━━━ Angezeigter Text ━━━

»Lehman Brothers«

München, 12. Februar 2017, 23:05 | von Josik

Nach Regensburg! Nach Regensburg! Die gesamte Regensburger Politprominenz befindet sich gerade in Untersuchungshaft, was Jonesy und ich zum Anlass nahmen, mal nach Regensburg zu fahren, und außerdem hatten wir ja auch Karten für die Premiere von Stefano Massinis Stück »Lehman Brothers« am vorvergangenen Samstag im Regensburger Velodrom.

Mithilfe des sogenannten Servus-Tickets zuckelten wir also nach Regensburg, wobei ich mir als Zug- und Zuckellektüre »Das Rote Rad« von Alexander Solschenizyn, genauer gesagt, den ersten Teil von »März siebzehn« eingepackt hatte. Die ersten paar tausend Seiten des »Roten Rads« hatten mich ja ein bisschen gelangweilt, aber mittlerweile war ich eben bei den Mittagsstunden des 12. März 1917 angelangt und es wurde bereits wahnsinnig viel geballert, und ich wusste ja, dass heute abend, am 12. März 1917, also schon in wenigen hundert Seiten, ganz Petrograd in den Händen der Aufständischen sein würde, die Zeit verging jetzt also wie im, hehe, Zug.

Eine Spannung ganz eigener Art, denn natürlich ist es ja immer noch ein historischer Roman, und die Spannung war, versteht sich, nicht der Art, dass ich fieberte, ob der Zar am Ende es vielleicht doch noch irgendwie schaffen wird, vielmehr schildert Solschenizyn an diesem 12. März einfach sehr viel Geballer, und es war irgendwie geil, von diesem Geballer zu lesen, es war nun wie ein Ballerfilm, nur eben in Form von Literatur.

In Regensburg angekommen, war ich dann ungefähr eine Sekunde lang erstaunt, dass die Stadt so friedlich dalag, bis mir klar wurde, dass hier ja grade keine Revolution im Gange war, sondern das genaue Gegenteil von Revolution, nämlich real life. Auf dem Weg zu unseren Regensburger Stadtführern kamen wir dann auch gleich am Schloss vorbei, Fürstin Glorias mutmaßlichem Erstwohnsitz, und es war doch ein ziemlicher Schock zu erfahren, dass man als gemeiner Pöbel das Schloss gar nicht von vorne sehen kann.

Nun waren es immer noch ein paar Stunden, bis das Theaterstück losging, also starteten unsere Stadtführer ihre kleine Stadtführung, und als erste Sehenswürdigkeit wurde uns überraschenderweise das Haus gezeigt, in dem Bischof Tebartz-van Elst wohnt. Ich meinte mich dunkel erinnern zu können, irgendwo gelesen zu haben, dass Tebartz-van Elst in den Vatikan abgeschoben wurde und dort nun den Posten eines Aushilfsvorbeters oder sowas bekleidet, aber dass Tebartz-van Elst nunmehro auch in Regensburg residiert, war bisher irgendwie an mir vorbeigerauscht.

━━━

**Arbeitsauftrag 1**
Wähle alle Zeilen aus, in denen die Zeichenfolge „glass“ vorkommt, und schreibe sie ab.

━━━ Daten ━━━

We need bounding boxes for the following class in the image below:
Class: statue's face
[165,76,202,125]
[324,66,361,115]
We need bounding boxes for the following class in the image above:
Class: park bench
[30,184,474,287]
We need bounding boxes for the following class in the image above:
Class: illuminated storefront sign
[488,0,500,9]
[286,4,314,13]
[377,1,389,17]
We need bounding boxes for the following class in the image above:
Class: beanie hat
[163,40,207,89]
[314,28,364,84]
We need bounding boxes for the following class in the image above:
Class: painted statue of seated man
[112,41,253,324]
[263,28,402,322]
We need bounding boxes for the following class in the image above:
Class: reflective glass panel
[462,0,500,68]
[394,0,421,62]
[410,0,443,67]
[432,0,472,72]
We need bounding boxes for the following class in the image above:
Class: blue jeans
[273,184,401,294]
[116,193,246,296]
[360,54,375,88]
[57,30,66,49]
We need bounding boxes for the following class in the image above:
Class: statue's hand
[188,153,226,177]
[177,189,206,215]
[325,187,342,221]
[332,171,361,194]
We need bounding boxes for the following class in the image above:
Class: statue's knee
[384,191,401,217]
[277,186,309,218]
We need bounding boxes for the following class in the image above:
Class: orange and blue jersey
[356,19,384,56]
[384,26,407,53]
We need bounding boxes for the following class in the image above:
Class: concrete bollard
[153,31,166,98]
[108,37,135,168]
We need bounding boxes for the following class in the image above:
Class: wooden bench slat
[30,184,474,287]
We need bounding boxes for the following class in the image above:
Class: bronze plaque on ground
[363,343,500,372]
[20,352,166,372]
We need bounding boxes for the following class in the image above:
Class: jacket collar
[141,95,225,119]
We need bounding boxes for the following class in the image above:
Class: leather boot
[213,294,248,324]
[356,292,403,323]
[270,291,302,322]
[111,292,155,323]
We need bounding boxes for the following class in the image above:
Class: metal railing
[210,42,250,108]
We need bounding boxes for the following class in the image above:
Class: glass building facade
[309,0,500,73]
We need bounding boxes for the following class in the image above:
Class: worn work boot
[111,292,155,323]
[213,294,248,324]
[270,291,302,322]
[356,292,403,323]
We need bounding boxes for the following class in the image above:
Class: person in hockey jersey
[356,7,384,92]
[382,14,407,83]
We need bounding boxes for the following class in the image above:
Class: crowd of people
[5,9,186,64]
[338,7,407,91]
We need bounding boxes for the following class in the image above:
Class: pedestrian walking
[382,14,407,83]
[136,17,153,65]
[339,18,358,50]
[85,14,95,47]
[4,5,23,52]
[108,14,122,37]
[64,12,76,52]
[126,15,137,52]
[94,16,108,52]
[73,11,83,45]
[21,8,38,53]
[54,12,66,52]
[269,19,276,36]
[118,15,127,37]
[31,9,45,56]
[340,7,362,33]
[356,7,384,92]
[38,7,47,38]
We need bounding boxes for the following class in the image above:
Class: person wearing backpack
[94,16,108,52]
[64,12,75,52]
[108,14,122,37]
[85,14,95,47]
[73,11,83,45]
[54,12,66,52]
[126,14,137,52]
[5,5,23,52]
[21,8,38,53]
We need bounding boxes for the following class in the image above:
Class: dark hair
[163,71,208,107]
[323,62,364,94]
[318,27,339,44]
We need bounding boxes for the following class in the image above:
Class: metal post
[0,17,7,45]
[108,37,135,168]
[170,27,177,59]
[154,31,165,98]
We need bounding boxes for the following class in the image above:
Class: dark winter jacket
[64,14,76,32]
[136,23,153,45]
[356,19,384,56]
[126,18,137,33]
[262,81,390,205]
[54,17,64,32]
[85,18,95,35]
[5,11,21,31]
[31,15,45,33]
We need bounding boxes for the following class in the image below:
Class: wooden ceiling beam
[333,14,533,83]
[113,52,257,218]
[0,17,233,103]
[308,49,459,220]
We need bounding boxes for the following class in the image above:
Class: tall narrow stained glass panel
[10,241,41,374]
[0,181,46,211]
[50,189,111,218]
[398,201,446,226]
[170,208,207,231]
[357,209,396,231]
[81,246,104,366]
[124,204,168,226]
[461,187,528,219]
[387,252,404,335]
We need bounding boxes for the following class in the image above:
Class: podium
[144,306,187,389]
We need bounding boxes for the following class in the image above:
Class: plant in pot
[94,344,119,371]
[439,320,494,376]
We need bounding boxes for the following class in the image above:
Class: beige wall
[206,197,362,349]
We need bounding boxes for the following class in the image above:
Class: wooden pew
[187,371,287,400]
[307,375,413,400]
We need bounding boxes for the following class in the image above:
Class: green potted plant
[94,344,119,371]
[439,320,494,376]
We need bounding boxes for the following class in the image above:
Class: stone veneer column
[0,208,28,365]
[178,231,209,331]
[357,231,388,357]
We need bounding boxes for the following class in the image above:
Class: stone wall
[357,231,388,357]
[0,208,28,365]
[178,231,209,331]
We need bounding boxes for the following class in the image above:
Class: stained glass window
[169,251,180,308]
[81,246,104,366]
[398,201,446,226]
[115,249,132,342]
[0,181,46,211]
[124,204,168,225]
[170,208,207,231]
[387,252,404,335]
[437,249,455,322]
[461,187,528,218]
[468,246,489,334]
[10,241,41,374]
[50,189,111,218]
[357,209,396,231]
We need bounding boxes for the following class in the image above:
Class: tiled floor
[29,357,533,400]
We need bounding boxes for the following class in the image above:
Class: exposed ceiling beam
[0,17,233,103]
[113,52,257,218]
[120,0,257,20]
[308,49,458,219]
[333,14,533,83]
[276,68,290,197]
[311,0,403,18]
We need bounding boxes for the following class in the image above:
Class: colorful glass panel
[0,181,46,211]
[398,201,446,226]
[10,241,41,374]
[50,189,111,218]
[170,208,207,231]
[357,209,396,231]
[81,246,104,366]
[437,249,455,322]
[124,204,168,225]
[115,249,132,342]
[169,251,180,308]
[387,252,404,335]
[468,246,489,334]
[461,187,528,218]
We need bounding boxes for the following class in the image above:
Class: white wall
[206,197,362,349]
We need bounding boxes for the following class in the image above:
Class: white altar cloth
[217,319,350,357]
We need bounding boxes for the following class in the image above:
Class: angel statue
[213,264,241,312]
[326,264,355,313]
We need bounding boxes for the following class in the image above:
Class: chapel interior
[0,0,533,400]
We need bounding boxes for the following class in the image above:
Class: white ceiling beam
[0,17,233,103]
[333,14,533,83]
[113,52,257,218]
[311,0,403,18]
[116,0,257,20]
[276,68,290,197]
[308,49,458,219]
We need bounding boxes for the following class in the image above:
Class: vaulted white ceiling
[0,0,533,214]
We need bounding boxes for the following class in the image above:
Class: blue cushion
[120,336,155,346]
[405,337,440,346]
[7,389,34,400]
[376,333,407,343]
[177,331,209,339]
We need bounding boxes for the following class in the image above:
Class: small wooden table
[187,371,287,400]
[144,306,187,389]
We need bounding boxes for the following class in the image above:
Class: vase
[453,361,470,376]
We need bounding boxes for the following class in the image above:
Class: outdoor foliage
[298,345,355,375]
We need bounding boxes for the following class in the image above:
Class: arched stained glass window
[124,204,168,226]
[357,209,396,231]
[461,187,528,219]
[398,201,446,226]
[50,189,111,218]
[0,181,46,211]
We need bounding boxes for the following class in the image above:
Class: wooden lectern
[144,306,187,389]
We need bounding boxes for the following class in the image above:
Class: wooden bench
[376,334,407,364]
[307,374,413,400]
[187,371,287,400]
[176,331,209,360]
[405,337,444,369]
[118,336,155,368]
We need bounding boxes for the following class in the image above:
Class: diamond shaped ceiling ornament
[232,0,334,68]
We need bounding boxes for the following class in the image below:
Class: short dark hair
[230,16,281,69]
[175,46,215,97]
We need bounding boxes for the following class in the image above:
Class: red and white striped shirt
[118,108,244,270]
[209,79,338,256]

━━━

**Arbeitsauftrag 2**
Beantworte zum Text über die Fahrt nach Regensburg kurz folgende Fragen:
(a) Wo fand die Premiere von »Lehman Brothers« statt?
(b) Mit welchem Ticket fuhren die beiden nach Regensburg?
(c) Welches Haus wurde bei der Stadtführung als erste Sehenswürdigkeit gezeigt?

**Ergebnis 1**
Class: reflective glass panel
Class: glass building facade
Class: tall narrow stained glass panel
Class: stained glass window
Class: colorful glass panel
Class: arched stained glass window

**Ergebnis 2**
(a) Im Regensburger Velodrom.
(b) Mit dem sogenannten Servus-Ticket.
(c) Das Haus, in dem Bischof Tebartz-van Elst wohnt.